— start of DATA TO PROCESS —

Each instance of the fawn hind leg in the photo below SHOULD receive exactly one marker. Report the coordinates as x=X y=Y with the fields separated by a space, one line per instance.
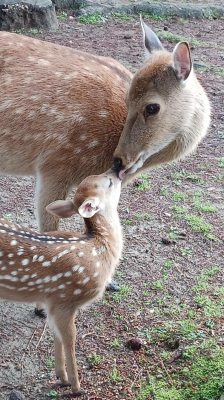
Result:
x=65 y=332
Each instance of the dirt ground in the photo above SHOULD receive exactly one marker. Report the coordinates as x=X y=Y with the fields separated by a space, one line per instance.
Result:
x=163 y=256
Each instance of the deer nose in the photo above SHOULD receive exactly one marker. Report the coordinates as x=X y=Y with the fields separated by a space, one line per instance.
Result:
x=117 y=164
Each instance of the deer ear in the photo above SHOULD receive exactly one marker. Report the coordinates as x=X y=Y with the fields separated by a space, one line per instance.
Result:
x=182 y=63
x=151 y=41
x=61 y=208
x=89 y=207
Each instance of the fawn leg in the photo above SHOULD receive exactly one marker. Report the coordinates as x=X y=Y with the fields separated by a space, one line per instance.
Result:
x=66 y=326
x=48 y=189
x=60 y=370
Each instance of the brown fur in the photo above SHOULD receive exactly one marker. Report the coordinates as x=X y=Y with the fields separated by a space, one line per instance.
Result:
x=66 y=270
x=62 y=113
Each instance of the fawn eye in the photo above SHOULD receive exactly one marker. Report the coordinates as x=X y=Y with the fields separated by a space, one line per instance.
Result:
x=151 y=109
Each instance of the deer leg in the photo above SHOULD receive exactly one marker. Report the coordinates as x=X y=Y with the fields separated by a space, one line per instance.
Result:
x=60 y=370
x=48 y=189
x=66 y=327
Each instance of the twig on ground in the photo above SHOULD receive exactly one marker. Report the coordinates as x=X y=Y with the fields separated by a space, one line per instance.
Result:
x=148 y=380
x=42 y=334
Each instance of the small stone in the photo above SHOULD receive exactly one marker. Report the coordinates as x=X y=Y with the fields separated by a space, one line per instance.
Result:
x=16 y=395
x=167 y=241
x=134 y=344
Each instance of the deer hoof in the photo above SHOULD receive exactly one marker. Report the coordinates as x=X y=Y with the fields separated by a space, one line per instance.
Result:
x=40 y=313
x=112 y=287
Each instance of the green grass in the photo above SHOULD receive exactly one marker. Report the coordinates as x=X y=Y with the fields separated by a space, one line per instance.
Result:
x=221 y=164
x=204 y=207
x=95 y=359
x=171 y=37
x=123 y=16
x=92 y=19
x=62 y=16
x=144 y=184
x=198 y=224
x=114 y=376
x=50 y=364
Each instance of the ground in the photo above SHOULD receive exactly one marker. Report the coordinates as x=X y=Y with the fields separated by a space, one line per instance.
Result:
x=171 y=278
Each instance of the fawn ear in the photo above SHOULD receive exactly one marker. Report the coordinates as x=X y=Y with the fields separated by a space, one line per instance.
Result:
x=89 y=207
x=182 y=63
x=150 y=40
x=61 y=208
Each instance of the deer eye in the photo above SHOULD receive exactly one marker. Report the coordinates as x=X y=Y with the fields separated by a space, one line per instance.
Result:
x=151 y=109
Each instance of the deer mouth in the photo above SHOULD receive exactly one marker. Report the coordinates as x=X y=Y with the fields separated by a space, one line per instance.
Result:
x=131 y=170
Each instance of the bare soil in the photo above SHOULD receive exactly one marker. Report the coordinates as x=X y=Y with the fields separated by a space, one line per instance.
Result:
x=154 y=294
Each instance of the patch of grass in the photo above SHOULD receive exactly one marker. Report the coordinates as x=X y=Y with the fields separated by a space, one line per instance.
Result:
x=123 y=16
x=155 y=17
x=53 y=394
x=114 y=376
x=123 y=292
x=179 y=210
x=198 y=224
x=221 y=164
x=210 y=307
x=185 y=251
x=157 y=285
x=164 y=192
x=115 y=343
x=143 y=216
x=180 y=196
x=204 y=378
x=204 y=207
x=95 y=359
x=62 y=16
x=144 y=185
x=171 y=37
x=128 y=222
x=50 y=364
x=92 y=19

— end of DATA TO PROCESS —
— start of DATA TO PROCESS —

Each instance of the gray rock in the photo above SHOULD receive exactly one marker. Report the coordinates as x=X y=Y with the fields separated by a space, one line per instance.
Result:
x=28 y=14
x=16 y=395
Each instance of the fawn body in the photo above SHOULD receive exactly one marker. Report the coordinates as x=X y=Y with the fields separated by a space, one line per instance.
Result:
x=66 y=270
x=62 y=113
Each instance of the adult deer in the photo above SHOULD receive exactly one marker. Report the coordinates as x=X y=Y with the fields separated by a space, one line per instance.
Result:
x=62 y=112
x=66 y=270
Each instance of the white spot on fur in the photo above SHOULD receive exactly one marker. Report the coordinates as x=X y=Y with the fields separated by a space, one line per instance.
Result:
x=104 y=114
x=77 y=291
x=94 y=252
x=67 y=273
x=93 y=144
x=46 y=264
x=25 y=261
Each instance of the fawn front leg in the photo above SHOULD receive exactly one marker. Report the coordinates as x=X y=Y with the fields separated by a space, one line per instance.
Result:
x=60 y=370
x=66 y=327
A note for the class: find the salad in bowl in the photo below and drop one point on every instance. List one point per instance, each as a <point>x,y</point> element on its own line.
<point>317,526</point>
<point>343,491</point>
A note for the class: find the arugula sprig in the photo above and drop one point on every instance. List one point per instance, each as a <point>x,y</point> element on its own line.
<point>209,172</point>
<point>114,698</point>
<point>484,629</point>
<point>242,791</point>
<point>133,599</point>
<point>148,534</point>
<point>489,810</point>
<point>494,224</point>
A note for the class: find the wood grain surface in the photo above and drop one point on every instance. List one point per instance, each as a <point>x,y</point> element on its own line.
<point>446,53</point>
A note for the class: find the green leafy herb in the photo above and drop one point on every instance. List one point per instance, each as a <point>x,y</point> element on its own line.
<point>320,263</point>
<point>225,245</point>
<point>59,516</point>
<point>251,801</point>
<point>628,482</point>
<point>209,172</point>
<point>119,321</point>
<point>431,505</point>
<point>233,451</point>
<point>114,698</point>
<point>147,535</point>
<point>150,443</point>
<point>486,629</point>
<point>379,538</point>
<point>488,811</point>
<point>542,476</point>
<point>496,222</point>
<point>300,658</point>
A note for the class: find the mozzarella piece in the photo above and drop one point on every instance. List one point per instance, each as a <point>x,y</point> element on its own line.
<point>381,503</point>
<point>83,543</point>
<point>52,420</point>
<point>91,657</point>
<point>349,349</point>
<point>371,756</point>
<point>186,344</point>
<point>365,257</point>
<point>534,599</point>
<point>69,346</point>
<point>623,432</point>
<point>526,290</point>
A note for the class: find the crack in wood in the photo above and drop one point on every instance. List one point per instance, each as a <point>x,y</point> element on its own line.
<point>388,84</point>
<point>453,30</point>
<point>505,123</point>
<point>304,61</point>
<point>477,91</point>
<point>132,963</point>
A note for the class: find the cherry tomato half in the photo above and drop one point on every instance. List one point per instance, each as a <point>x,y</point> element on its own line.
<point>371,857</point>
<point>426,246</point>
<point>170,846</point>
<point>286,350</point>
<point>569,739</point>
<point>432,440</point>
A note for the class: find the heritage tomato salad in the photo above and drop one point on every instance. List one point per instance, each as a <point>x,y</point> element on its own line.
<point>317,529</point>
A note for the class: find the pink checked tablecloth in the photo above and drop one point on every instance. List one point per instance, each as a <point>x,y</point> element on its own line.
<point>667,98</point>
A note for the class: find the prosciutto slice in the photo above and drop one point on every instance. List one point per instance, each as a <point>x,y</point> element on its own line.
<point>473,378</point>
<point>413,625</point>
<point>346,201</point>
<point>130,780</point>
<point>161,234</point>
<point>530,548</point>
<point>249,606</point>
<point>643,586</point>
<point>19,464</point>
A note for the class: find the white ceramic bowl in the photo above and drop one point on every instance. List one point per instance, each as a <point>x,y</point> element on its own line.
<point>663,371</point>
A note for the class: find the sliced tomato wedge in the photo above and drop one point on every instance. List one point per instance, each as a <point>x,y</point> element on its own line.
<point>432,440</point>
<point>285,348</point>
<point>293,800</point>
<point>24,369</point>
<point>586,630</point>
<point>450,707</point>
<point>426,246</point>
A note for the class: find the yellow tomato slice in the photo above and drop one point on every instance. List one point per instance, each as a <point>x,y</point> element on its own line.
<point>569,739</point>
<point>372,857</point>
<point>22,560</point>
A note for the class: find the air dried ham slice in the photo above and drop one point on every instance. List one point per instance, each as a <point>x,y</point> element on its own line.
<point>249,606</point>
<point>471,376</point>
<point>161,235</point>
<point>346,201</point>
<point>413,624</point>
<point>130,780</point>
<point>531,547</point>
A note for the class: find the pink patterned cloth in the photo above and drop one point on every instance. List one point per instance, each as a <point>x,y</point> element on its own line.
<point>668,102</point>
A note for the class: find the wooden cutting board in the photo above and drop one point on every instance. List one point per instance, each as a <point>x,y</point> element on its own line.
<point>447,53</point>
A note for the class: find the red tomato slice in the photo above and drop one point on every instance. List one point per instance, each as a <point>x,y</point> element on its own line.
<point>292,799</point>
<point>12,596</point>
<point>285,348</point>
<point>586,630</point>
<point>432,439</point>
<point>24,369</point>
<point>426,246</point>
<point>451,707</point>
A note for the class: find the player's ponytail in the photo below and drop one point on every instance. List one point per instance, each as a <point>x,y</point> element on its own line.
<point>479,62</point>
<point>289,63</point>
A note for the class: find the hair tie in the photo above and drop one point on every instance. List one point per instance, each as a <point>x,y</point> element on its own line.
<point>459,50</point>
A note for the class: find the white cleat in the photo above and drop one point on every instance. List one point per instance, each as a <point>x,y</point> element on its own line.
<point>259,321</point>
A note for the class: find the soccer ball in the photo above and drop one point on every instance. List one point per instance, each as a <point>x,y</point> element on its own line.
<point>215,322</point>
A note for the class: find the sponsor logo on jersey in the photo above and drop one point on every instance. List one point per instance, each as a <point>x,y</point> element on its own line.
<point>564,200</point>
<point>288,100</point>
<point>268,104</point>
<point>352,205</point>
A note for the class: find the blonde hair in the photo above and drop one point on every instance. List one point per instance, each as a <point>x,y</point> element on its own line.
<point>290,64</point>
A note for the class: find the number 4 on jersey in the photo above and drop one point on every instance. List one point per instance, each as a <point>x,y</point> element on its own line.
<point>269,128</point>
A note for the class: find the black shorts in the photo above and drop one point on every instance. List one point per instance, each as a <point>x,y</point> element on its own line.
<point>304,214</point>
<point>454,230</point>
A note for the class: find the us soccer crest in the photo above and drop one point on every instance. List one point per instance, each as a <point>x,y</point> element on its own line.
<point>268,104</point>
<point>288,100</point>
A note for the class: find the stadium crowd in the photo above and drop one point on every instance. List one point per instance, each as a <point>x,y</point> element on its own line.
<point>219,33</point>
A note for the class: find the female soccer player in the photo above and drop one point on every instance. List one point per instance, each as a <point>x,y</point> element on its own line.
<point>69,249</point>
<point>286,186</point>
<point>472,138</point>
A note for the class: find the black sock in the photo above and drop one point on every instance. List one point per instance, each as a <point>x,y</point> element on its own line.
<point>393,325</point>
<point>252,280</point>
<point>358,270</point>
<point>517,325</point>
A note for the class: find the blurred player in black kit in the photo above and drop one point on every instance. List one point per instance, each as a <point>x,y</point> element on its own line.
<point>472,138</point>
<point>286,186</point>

— end of DATA TO PROCESS —
— start of DATA TO PROCESS —

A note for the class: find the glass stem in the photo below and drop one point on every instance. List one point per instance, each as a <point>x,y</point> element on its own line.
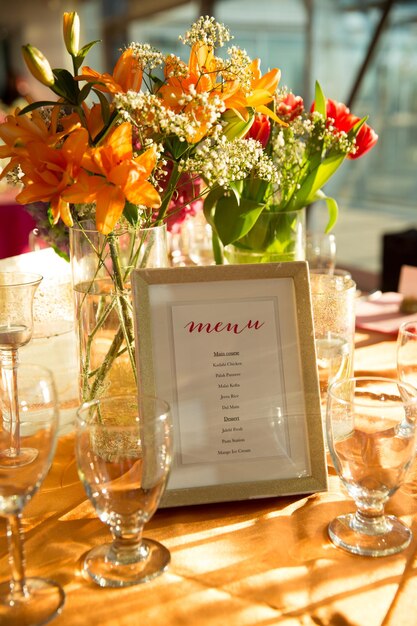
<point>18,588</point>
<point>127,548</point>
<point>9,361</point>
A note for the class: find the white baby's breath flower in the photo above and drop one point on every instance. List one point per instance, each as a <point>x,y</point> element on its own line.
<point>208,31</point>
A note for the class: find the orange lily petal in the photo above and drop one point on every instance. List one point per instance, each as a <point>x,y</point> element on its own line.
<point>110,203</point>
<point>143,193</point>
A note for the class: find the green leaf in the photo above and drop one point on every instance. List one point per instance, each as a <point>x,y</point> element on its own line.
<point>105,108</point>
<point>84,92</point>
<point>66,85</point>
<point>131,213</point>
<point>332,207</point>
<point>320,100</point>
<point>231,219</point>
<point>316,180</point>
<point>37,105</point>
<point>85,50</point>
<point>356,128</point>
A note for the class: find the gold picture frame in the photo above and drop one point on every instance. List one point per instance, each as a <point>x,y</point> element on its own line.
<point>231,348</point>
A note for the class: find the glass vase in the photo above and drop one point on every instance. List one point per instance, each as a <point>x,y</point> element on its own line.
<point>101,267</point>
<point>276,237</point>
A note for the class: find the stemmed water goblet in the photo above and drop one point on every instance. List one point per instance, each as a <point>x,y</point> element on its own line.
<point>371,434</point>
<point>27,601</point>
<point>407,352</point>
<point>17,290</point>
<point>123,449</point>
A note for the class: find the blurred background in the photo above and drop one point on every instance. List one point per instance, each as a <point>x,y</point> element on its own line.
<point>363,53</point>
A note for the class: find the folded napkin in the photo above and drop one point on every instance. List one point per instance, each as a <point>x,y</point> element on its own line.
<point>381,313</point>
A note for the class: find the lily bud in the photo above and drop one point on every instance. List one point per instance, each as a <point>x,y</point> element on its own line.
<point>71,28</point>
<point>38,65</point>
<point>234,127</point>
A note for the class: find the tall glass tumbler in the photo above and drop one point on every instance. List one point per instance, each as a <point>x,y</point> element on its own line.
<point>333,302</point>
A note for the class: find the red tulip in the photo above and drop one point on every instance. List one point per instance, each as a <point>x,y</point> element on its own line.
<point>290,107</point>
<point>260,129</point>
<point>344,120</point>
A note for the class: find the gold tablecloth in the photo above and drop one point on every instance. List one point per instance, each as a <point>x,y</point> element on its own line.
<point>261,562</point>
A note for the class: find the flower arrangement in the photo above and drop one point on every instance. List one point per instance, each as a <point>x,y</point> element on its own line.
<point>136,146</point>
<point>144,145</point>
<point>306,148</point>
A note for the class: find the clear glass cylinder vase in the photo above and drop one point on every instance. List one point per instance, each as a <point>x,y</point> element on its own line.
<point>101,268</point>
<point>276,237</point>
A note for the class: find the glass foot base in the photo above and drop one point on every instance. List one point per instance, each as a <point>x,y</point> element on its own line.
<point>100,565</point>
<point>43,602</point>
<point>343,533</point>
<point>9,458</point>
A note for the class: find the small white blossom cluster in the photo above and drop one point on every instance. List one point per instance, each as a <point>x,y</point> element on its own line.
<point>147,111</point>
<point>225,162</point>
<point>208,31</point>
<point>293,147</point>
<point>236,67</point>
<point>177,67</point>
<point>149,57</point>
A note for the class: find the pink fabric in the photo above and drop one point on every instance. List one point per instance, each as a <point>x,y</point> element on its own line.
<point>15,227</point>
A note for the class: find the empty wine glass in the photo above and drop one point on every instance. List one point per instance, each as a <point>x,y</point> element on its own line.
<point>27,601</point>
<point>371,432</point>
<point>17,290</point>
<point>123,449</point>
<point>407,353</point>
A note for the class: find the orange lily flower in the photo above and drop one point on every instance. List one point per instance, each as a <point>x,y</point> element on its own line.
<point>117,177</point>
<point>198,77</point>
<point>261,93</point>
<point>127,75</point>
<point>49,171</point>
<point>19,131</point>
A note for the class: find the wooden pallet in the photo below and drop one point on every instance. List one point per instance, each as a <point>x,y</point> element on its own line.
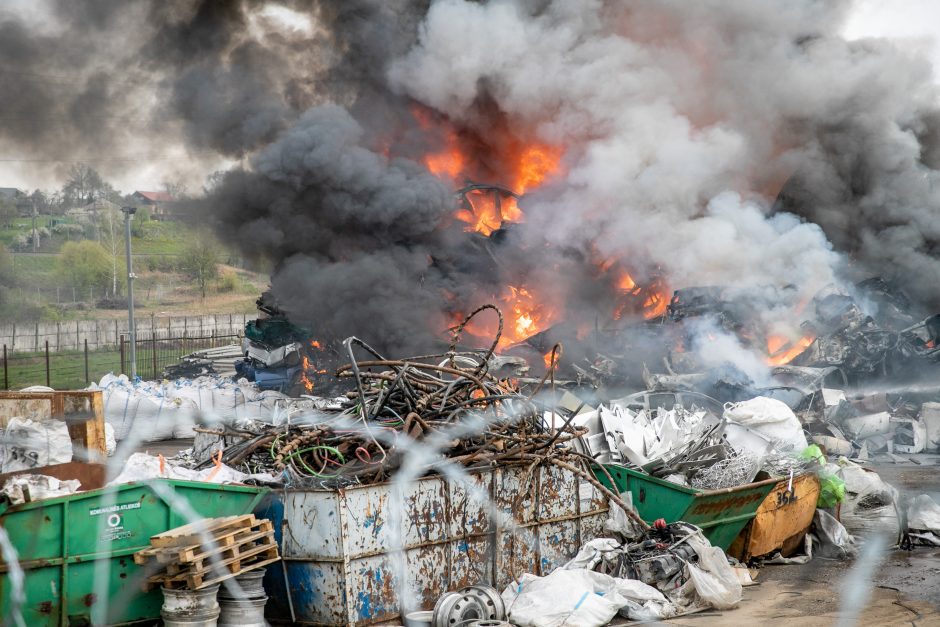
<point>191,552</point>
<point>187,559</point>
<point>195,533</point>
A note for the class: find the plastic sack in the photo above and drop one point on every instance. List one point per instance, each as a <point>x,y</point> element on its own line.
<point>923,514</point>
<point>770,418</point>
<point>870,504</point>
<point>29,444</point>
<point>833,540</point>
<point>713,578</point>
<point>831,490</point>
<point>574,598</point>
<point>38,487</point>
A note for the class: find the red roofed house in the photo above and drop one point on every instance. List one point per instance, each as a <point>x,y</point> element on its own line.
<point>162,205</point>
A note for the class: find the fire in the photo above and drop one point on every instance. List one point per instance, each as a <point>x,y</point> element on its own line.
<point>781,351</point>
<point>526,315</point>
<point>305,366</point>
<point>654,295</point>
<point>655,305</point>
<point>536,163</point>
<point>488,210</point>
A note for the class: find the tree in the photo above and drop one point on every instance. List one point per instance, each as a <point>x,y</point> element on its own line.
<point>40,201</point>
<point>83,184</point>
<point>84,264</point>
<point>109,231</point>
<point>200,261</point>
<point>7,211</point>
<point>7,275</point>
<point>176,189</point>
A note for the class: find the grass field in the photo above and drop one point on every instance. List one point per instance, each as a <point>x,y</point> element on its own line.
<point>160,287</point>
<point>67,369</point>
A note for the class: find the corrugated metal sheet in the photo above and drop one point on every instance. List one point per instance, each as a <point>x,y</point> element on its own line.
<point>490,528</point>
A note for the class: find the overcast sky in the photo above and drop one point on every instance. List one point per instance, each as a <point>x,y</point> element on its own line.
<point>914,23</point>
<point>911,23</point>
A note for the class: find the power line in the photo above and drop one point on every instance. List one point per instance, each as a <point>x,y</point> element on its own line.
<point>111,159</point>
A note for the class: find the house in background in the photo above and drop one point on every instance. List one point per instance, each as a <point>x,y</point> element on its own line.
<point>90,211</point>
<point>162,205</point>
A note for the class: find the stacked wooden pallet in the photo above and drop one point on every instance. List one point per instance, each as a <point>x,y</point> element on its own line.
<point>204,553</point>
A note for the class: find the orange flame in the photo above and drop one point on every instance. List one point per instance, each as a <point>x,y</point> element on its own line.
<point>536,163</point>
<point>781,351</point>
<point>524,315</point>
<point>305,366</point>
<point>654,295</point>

— end of DATA TO PROCESS —

→ **AIM**: Can you write out every line of the records from the line containing "Each instance of the adult" through the line containing "<point>300,658</point>", both included, and add 92 to each x and y coordinate while leaving all other text unchanged?

→ **SOLUTION TO THE PROBLEM**:
Each instance of the adult deer in the photo above SHOULD receive exactly one marker. Report the coordinates as x=X y=Y with the fields separated by a space, one line per instance.
Result:
x=154 y=204
x=158 y=362
Each instance of the white spot on fur in the photo above SHOULD receive exactly one marker. Report the coordinates as x=X y=Y with the fields separated by a space, one line per instance.
Result:
x=196 y=206
x=169 y=383
x=186 y=344
x=159 y=365
x=185 y=236
x=138 y=356
x=117 y=353
Each instance of the fawn front leg in the photo above SHOULD receive exactly one marker. Report the coordinates as x=X y=Y with the fields separated by a space, one line per instance.
Result:
x=152 y=462
x=158 y=419
A note for the class: find the salad in bowl in the photo below and drop one point on every instance. List one point per instance, each as a <point>x,y</point> element on its own line.
<point>409,618</point>
<point>435,583</point>
A note for the class: find the arugula sprig in the photo above and drop one point on every instance. List one point per instance, each as a <point>x,y</point> element on its own line.
<point>301,264</point>
<point>206,790</point>
<point>576,721</point>
<point>334,883</point>
<point>225,691</point>
<point>240,626</point>
<point>581,902</point>
<point>586,316</point>
A note for the class: find the wood grain surface in the photo above and drop one point on every instance. List one point per instance, each as a <point>x,y</point> element on its own line.
<point>538,145</point>
A note for the class: find the green leafy herb in the photo above and drop one point on every instance. List one point per instance, each as a <point>x,y</point> element on its own line.
<point>412,355</point>
<point>317,337</point>
<point>151,608</point>
<point>343,893</point>
<point>720,574</point>
<point>301,264</point>
<point>211,413</point>
<point>523,597</point>
<point>325,543</point>
<point>206,790</point>
<point>239,627</point>
<point>242,535</point>
<point>578,721</point>
<point>471,630</point>
<point>580,903</point>
<point>634,568</point>
<point>588,314</point>
<point>392,750</point>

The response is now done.